▶ PROMPT:
Return every line of the material below that contains the string "query".

▶ GIVEN RECORDS:

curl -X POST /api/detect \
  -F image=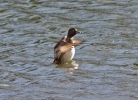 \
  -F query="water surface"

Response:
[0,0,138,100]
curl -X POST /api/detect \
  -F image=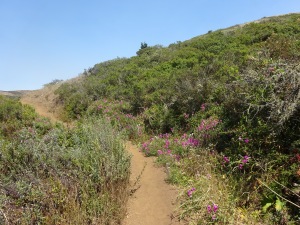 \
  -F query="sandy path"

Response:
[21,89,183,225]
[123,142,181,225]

---

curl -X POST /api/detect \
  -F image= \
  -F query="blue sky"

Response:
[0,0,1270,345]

▶ OUTPUT BELOW:
  -F query="water surface"
  -F query="sandy path"
  -F query="blue sky"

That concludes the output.